Point placement records
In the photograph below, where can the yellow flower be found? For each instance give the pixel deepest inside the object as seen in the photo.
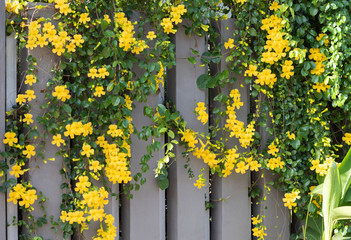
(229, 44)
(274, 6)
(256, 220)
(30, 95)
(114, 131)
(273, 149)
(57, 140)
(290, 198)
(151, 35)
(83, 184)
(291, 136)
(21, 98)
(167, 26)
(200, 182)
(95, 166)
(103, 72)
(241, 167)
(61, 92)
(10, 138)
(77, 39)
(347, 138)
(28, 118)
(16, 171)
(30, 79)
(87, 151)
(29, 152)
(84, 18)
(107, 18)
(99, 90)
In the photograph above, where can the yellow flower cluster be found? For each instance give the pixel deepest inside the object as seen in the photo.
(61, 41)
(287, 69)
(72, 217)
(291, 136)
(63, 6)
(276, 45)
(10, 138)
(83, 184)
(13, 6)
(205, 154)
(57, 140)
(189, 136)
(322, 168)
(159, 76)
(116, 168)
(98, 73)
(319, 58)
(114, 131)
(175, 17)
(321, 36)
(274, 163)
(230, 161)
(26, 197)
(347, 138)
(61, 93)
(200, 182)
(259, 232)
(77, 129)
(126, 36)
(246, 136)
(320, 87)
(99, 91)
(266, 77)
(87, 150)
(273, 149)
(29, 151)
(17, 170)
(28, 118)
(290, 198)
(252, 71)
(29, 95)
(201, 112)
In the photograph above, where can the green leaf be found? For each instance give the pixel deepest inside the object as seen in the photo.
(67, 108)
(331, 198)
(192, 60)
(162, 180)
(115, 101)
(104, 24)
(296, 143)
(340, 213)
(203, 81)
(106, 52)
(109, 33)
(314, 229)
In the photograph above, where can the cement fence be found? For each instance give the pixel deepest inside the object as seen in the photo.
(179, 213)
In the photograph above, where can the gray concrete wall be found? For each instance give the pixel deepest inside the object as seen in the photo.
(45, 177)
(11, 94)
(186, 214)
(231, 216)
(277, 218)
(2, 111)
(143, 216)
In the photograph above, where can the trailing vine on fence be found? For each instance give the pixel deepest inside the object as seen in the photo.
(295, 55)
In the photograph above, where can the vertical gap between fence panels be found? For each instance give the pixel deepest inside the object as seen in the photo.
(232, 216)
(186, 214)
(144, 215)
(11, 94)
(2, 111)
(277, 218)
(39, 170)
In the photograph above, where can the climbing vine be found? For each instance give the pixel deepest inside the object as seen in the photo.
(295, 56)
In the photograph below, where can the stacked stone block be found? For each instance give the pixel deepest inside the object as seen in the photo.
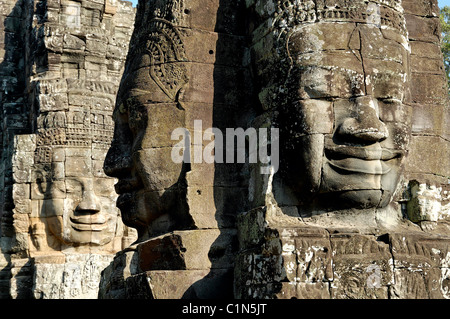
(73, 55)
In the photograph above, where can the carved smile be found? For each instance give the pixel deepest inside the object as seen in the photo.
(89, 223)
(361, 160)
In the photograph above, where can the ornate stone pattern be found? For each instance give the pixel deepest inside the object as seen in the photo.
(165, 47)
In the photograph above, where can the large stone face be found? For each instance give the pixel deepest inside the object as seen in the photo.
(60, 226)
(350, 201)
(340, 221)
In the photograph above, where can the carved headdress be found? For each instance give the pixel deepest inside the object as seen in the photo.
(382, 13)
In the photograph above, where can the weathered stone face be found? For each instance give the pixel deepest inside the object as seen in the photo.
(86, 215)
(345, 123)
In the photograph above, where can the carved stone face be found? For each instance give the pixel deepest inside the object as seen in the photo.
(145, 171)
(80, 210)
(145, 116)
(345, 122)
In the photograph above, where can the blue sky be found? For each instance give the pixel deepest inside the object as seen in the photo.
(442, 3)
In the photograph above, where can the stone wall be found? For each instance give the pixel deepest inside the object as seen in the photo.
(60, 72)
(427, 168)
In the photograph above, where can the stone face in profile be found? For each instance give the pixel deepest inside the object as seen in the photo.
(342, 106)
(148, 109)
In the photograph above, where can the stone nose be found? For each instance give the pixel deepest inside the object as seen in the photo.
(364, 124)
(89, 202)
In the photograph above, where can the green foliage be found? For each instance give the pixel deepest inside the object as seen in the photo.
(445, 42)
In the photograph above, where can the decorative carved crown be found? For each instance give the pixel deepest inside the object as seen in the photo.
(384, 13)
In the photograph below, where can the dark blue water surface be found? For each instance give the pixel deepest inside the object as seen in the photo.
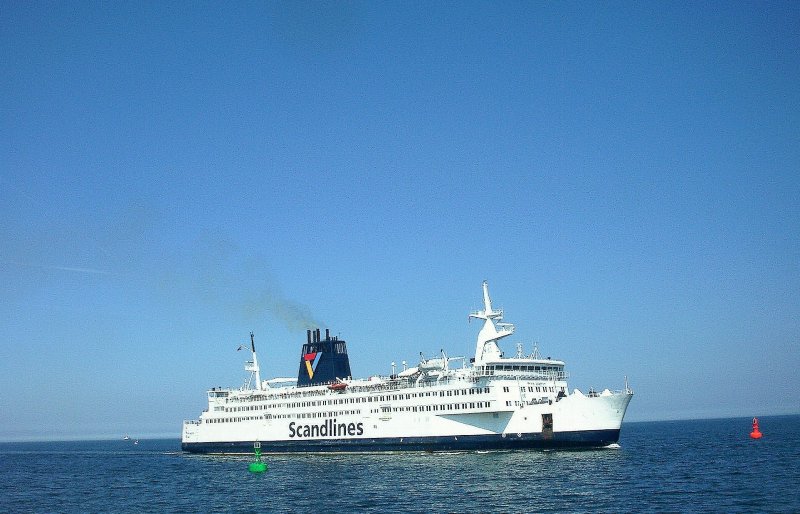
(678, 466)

--

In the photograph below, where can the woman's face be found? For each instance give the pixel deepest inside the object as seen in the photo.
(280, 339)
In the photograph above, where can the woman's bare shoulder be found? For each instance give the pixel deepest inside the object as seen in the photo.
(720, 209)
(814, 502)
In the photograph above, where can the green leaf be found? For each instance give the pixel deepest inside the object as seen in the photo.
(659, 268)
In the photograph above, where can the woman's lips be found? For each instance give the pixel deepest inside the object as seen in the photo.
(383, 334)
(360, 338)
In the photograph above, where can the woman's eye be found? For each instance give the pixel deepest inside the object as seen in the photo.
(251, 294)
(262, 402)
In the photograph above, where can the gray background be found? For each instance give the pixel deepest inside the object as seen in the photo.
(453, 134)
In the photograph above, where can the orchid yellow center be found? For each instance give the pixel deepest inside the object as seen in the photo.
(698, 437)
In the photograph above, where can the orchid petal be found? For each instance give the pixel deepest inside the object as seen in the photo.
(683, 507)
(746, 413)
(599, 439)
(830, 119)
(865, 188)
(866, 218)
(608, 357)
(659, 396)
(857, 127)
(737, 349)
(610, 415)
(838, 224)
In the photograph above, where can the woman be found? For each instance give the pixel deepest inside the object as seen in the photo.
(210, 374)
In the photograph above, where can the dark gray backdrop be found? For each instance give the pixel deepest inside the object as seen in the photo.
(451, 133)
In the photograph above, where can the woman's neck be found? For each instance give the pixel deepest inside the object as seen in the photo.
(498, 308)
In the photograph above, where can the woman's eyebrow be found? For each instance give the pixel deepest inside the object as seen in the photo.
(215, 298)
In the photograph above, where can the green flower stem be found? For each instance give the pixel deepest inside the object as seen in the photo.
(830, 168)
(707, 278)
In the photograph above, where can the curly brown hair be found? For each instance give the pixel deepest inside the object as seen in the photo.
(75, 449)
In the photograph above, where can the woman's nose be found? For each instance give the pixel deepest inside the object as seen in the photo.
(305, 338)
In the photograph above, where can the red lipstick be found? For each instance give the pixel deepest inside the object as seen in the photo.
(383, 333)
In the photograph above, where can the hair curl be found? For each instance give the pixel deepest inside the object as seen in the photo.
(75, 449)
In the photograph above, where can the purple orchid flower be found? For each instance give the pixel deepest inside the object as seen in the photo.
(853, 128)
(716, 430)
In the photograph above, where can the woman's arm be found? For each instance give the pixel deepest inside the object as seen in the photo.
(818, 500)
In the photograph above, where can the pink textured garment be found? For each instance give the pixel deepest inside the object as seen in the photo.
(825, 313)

**WHAT IS NEEDED:**
How many lines of the records contain the string "green"? Reply with the number alone.

**EXERCISE ANSWER:**
4